- [Directions for this task]: Copy out the data between the line containing "find the throw" and the line containing "[[209, 226, 387, 300], [0, 238, 178, 409]]", inclusive, keeping each request unchanged. Scale every bounding-box coordinate in the answers by 1.75 and round it to a whole number, with halves rounded up, but leave the sample coordinates inside the requests as they are.

Entries from a dataset:
::::

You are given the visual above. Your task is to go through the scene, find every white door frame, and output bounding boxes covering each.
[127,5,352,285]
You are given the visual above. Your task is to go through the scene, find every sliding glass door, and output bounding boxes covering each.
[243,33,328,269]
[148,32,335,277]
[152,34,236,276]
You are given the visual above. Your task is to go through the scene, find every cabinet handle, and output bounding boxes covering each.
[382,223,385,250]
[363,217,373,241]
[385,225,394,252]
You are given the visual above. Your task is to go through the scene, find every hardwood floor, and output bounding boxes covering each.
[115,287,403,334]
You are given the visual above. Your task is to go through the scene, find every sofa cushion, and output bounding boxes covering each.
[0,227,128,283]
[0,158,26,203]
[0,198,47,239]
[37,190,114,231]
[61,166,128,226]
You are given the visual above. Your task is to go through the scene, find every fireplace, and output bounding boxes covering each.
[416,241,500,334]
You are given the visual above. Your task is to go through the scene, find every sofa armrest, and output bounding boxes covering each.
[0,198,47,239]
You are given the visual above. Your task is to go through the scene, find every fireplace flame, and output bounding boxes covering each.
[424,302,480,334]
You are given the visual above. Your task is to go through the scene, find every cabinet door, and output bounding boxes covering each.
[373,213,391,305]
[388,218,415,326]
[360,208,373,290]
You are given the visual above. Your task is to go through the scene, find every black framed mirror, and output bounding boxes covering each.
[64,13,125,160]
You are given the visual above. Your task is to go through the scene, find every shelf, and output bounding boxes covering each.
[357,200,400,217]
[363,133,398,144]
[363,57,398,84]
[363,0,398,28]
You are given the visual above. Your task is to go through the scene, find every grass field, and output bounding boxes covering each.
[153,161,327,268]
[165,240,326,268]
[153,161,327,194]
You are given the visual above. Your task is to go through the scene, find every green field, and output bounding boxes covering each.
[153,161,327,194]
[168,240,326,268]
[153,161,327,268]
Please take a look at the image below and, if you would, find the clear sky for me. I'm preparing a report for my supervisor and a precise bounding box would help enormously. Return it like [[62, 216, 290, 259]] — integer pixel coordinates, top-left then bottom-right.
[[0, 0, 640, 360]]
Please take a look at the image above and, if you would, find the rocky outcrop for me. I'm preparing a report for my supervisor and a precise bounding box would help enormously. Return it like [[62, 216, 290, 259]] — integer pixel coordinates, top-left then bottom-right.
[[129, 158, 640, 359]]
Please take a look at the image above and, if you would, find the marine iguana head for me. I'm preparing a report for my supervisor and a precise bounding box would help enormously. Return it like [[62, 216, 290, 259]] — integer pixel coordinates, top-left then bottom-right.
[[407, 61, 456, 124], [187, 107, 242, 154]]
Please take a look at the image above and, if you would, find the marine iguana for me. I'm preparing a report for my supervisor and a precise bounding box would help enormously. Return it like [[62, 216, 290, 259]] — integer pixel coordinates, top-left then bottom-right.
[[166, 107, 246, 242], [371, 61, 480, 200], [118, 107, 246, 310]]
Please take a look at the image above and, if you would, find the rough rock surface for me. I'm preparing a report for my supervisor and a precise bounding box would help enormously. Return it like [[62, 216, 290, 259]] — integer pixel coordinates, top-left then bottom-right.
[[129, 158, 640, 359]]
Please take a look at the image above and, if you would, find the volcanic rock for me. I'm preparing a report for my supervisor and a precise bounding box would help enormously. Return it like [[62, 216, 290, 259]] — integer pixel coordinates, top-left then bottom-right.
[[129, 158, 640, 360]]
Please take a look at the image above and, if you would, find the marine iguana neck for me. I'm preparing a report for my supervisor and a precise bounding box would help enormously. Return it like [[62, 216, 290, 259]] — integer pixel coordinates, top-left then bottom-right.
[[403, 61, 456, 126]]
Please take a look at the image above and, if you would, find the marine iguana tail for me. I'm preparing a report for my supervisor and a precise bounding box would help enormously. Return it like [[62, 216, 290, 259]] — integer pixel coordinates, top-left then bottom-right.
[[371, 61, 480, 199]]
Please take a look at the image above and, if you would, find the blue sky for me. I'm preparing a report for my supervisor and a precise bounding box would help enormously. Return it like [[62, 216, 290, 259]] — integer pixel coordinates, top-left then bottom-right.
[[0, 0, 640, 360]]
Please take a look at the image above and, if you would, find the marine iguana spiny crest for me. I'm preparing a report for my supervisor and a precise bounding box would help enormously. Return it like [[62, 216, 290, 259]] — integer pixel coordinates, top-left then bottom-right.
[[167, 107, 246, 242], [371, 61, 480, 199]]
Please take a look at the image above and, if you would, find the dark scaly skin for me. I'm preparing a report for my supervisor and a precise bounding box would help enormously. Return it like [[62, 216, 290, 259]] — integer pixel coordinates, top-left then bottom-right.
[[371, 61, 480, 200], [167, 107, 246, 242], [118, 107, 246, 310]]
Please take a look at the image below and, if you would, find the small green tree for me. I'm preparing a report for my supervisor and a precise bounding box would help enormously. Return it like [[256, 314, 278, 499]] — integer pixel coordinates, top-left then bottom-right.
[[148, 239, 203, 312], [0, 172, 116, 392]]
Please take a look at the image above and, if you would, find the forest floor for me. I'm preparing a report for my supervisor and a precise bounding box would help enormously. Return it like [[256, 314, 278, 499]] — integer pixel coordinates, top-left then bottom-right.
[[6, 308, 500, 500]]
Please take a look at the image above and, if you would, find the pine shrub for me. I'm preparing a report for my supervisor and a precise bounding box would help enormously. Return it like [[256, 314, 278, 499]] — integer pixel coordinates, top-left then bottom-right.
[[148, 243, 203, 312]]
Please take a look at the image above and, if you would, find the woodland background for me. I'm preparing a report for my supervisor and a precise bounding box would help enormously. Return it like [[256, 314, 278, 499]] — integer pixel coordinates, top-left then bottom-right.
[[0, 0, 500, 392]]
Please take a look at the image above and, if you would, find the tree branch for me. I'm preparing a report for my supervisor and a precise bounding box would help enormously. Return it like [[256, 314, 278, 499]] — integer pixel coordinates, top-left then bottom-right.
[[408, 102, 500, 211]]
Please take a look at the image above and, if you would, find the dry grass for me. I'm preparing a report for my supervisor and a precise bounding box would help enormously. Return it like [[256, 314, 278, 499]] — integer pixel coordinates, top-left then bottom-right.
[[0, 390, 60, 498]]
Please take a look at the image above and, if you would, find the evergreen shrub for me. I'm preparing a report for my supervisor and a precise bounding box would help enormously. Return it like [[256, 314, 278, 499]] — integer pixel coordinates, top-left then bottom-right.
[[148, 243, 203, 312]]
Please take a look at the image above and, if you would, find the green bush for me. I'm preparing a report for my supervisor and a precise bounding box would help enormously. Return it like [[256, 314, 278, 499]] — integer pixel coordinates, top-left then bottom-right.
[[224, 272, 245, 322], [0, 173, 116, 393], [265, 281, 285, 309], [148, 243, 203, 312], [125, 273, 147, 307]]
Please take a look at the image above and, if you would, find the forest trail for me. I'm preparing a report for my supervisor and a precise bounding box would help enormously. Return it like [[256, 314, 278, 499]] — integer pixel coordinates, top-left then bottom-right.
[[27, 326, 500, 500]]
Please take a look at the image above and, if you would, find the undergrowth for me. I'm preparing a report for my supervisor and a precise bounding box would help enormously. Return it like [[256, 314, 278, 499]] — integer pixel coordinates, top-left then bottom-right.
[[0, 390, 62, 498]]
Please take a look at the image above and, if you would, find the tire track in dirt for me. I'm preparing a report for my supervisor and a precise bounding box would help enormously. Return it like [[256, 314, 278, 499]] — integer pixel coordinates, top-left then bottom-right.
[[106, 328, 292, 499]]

::::

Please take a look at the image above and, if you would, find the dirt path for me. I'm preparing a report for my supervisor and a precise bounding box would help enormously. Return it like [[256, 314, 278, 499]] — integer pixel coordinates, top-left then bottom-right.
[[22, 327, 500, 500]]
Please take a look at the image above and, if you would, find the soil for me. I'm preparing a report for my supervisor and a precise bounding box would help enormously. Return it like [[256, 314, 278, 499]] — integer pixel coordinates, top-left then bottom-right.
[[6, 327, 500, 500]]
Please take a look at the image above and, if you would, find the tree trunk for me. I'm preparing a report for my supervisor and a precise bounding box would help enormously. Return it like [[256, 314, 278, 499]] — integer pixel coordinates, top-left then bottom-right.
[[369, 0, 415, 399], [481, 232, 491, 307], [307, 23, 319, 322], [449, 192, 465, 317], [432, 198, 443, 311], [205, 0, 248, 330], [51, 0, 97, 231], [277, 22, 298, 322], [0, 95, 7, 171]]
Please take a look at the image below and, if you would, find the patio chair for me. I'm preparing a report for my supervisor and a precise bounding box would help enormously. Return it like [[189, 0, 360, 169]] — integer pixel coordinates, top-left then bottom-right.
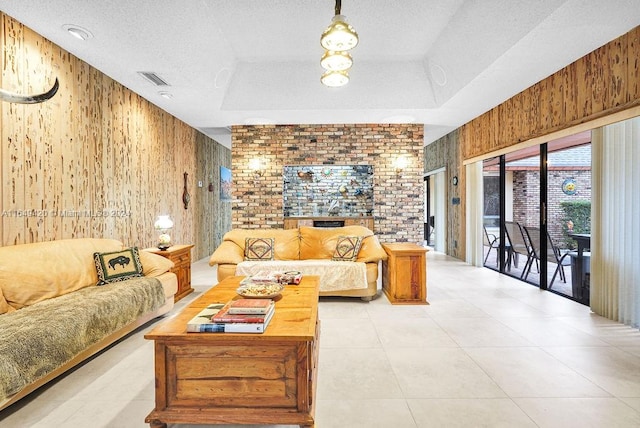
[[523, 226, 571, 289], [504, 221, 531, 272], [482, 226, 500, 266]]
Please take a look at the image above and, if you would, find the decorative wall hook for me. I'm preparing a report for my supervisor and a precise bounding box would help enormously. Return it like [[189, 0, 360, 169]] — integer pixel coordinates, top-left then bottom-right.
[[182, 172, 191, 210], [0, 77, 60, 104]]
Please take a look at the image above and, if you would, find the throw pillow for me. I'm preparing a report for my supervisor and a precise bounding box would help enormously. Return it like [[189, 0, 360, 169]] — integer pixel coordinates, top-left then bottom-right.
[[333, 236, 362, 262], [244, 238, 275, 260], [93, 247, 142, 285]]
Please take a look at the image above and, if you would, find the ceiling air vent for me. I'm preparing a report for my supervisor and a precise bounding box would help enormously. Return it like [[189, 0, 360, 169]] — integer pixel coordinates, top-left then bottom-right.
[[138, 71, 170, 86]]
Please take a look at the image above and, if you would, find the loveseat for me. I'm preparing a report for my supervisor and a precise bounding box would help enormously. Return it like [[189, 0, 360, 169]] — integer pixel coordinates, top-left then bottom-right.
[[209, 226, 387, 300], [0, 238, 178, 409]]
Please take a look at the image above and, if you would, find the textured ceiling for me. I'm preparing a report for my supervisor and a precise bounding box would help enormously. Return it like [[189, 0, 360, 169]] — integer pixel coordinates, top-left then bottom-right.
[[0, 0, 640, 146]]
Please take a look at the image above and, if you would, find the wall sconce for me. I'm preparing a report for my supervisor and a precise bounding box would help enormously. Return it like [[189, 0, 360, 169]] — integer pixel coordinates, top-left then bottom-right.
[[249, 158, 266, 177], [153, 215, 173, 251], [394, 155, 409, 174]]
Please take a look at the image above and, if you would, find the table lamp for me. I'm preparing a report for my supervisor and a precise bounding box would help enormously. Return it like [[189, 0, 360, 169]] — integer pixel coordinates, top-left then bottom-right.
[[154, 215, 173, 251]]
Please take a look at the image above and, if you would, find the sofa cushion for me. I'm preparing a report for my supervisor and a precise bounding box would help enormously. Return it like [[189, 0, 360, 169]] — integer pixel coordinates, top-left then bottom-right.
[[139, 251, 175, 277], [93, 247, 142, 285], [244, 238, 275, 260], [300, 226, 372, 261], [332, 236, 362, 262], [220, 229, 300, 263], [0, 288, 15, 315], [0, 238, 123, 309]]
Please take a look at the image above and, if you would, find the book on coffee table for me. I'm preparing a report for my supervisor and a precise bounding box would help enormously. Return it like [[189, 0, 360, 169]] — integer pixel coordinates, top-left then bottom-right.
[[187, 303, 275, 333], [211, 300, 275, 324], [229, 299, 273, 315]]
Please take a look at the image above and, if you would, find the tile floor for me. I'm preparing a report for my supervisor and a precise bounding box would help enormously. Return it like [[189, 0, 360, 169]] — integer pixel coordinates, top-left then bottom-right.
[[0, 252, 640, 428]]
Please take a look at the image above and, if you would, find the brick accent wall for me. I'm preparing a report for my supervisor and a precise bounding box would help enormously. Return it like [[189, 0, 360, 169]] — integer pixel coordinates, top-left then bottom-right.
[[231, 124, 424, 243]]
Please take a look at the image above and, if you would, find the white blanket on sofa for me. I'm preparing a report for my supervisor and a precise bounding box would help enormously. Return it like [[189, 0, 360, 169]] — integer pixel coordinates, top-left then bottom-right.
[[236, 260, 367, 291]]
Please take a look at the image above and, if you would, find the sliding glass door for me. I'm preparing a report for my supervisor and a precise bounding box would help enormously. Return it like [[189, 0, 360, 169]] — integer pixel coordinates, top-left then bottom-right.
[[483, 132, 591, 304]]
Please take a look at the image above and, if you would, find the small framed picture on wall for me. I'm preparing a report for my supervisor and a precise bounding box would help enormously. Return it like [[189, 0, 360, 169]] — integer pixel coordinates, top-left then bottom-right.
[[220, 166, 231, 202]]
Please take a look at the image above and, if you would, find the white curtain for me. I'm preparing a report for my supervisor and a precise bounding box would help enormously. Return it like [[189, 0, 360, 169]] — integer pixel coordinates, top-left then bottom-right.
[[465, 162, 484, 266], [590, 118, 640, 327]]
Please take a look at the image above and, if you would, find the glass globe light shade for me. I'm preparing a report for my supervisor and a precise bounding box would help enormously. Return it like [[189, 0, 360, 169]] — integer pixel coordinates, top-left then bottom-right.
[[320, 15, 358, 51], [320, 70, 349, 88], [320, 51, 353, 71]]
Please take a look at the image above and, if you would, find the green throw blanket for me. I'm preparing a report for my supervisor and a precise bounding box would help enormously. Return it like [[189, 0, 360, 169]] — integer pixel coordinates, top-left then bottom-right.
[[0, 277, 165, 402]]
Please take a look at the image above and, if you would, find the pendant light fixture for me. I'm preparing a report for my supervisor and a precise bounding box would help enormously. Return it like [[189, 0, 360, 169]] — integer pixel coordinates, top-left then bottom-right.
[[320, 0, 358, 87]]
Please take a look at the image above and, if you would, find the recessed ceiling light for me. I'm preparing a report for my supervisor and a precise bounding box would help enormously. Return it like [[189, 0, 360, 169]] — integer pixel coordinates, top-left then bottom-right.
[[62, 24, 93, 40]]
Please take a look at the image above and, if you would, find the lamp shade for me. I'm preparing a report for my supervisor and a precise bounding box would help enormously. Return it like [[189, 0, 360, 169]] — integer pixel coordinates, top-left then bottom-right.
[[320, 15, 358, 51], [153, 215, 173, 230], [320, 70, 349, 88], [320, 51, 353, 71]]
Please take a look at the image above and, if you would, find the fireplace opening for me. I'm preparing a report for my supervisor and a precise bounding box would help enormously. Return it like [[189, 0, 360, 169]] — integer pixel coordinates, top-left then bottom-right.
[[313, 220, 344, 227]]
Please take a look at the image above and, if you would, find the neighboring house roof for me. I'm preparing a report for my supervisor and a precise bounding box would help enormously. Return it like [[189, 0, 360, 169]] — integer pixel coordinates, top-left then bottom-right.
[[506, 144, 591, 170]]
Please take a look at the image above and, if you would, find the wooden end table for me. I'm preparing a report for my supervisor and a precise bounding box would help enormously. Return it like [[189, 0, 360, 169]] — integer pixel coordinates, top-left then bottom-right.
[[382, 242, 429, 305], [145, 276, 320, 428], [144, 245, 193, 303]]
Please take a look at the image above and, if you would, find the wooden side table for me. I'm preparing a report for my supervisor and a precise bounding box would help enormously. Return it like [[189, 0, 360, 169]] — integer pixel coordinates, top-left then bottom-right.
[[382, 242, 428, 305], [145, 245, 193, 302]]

::::

- [The response]:
Please take a look at the image above and, if you would, find the throw pillow for me. I'm preparing a report for my supervisor and a precise bounding box would help enormously. Return it like [[189, 0, 360, 169]] — integer pixel coordinates, top-left then bottom-right.
[[583, 413, 634, 459], [427, 417, 481, 455], [163, 432, 249, 499]]
Please take a look at the image above and, if you would, find the ceiling air vent for me. I'm preparing a report for my supervisor and a precise bounding box would help enormously. Return it like [[189, 0, 360, 169]] — integer pixel coordinates, top-left then bottom-right.
[[242, 124, 298, 151]]
Please take a look at the image above and, if you would, find the loveseat for me. I'm preparing a report for my supervisor and a precise bounding box would help enormously. Return it like [[189, 0, 360, 169]] — integer pixel coordinates, top-left then bottom-right.
[[366, 396, 677, 525], [0, 417, 312, 716]]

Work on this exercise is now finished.